The task: Turn the data below into a JSON list of strings, with one string for each line and no entries for blank lines.

Records for processing:
********************

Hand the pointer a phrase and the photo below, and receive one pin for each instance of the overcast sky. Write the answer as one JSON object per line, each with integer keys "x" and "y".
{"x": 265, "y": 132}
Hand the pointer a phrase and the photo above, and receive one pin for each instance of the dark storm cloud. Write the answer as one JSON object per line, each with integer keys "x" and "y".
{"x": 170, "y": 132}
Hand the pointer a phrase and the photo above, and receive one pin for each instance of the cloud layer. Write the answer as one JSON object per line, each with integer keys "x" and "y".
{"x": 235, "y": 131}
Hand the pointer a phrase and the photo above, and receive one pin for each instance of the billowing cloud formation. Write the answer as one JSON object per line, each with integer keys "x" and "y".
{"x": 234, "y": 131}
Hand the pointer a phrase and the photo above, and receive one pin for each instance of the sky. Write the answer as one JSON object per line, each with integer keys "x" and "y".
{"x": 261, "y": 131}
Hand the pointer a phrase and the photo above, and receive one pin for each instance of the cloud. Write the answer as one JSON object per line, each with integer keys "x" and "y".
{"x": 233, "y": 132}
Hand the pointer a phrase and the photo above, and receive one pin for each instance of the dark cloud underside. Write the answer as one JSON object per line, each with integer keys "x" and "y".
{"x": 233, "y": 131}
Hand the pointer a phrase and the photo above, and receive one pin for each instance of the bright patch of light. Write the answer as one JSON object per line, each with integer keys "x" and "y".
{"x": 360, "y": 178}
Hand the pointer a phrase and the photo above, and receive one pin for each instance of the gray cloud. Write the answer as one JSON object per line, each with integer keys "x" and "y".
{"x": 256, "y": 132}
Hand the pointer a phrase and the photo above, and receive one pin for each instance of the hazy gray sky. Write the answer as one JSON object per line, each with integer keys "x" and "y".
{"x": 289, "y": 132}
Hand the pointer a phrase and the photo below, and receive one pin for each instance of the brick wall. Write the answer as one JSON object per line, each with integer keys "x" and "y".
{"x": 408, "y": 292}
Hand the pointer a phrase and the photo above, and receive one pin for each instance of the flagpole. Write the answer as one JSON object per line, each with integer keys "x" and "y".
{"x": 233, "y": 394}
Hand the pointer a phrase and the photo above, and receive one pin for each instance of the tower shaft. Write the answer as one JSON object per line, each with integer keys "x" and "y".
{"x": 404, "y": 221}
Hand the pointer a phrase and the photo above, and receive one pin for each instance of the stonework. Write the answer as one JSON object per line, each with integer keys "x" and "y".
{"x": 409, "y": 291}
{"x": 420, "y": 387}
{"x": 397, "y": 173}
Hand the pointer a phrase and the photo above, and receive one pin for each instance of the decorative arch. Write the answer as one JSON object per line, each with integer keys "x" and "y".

********************

Written response:
[
  "Hand the pointer a phrase and the photo below, and receive one pin for each instance of the overcast sky. Write the answer as one JSON object per line, each with integer keys \"x\" and \"y\".",
  "{\"x\": 265, \"y\": 132}",
  "Hand the pointer a phrase and the photo above, and receive one pin for each instance of the dark storm cloud. Write the answer as one JSON object per line, each with integer keys \"x\" and \"y\".",
  "{\"x\": 170, \"y\": 132}",
  "Hand the pointer a phrase and the photo above, and receive one pin for each instance of the cloud layer. Write the answer as one JSON object per line, each with integer keys \"x\" and \"y\".",
  "{\"x\": 235, \"y\": 131}",
  "Hand the pointer a phrase and the photo above, and receive one pin for each instance of the billowing cloud formation. Write the answer as one JSON object per line, each with integer keys \"x\" and \"y\".",
  "{\"x\": 234, \"y\": 131}",
  "Hand the pointer a phrase and the photo above, and receive one pin for each instance of the sky. Write the answer as one JSON object per line, each with integer keys \"x\" and \"y\".",
  "{\"x\": 261, \"y\": 131}",
  "Hand the pointer a phrase and the photo above, and receive one pin for each instance of the cloud. Write the answer as one JSON object per line, each with integer keys \"x\" and \"y\".",
  "{\"x\": 233, \"y\": 132}",
  "Hand the pointer a phrase and the photo above, and receive one pin for each instance of the dark cloud underside. Write the answer as one JSON object per line, each with integer keys \"x\" and \"y\".",
  "{\"x\": 233, \"y\": 131}",
  "Hand the pointer a phrase and the photo above, and receive one pin for each instance of the bright patch of light. Write the answer as one JSON object per line, each with integer keys \"x\" and \"y\".",
  "{\"x\": 360, \"y\": 178}",
  "Hand the pointer a phrase and the photo above, and receive one pin for each instance of the gray cloud. Write the answer as one JSON object per line, each with integer keys \"x\" and \"y\".",
  "{\"x\": 256, \"y\": 132}",
  "Hand the pointer a phrase and the photo above, and receive one pin for each instance of the hazy gray sky. Write the answer as one JSON object per line, each with integer keys \"x\" and \"y\".",
  "{\"x\": 289, \"y\": 132}",
  "Hand the pointer a phrase and the photo below, and receive one pin for each instance of the brick wall. Write the answer as one JSON object per line, each with integer keys \"x\" and \"y\".",
  "{\"x\": 408, \"y\": 292}",
  "Hand the pointer a phrase and the photo above, and receive one pin for each instance of the flagpole. Write the answer as one JSON object per line, each with integer keys \"x\" and \"y\".",
  "{\"x\": 233, \"y\": 394}",
  "Hand the pointer a phrase and the photo above, and receive one pin for each instance of the tower shaft. Write the answer as one JSON object per line, each with integer keys \"x\" and \"y\".",
  "{\"x\": 404, \"y\": 221}",
  "Hand the pointer a phrase and the photo above, and receive one pin for each instance of the stonework. Write the answer as one JSON object per line, each with integer keys \"x\" and \"y\".",
  "{\"x\": 409, \"y\": 291}",
  "{\"x\": 420, \"y\": 387}",
  "{\"x\": 397, \"y\": 173}",
  "Hand the pointer a phrase and the photo above, and receive one pin for each instance of the decorative arch. Write the answer as one JSON object per line, each with integer keys \"x\" and \"y\"."
]